#### [BRIEF]
Copy the lines below word for word, leaving out the pictures.

#### [INFORMATION SHOWN]
* * * * *
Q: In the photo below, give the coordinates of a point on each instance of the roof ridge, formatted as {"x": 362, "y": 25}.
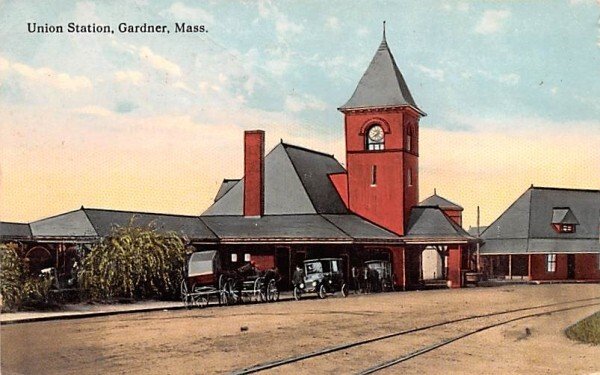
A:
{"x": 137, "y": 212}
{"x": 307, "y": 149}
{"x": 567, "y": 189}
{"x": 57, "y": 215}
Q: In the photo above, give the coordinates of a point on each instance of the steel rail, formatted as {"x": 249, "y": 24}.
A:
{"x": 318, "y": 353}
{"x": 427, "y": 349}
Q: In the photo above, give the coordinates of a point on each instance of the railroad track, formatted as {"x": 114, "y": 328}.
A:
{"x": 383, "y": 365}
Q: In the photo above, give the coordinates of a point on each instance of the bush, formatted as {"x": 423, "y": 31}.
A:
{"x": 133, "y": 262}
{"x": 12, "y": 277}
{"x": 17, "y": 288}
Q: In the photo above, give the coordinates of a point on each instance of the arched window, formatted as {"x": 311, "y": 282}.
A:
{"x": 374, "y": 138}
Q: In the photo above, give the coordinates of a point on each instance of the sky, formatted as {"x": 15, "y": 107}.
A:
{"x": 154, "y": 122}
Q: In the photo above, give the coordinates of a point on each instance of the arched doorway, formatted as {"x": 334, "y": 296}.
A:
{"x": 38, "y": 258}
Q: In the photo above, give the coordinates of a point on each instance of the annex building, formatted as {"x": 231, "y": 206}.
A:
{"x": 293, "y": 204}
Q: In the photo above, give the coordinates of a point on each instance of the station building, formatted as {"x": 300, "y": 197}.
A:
* * * * *
#### [RESPONSE BELOW]
Q: In the photo below, give the coordinates of a point on each instance of the roof ridge, formatted as {"x": 362, "y": 25}.
A:
{"x": 137, "y": 212}
{"x": 307, "y": 149}
{"x": 567, "y": 189}
{"x": 57, "y": 215}
Q: In the photo above, give the coordinates of a point on each instance of the steel rail, formatted as {"x": 249, "y": 24}.
A:
{"x": 318, "y": 353}
{"x": 427, "y": 349}
Q: In the photo above, give the coordinates of a point on each instance of the railroad track, formatted as {"x": 114, "y": 328}.
A:
{"x": 383, "y": 365}
Q: In the photo above, give the coordinates of a point on each instance of the bush, formatted as {"x": 423, "y": 31}.
A:
{"x": 133, "y": 262}
{"x": 12, "y": 277}
{"x": 17, "y": 288}
Q: In the photo above, give the coordinates of a point on each instance of the arched window, formatted as {"x": 311, "y": 282}.
A:
{"x": 374, "y": 138}
Q: In the photo above, give the coordinates of a point on each instance of the sky, formatted as {"x": 15, "y": 107}.
A:
{"x": 154, "y": 122}
Q: In the photo above, give the coordinates of a point on each instance of the arched doorway, formatted as {"x": 334, "y": 296}.
A:
{"x": 38, "y": 258}
Q: In the photo above, give the coordinates of a point on each instance of the annex building, formatted as {"x": 231, "y": 206}.
A:
{"x": 293, "y": 204}
Q: In the photo above, give the coordinates of a point on each instance of the station building, formatted as {"x": 300, "y": 197}.
A:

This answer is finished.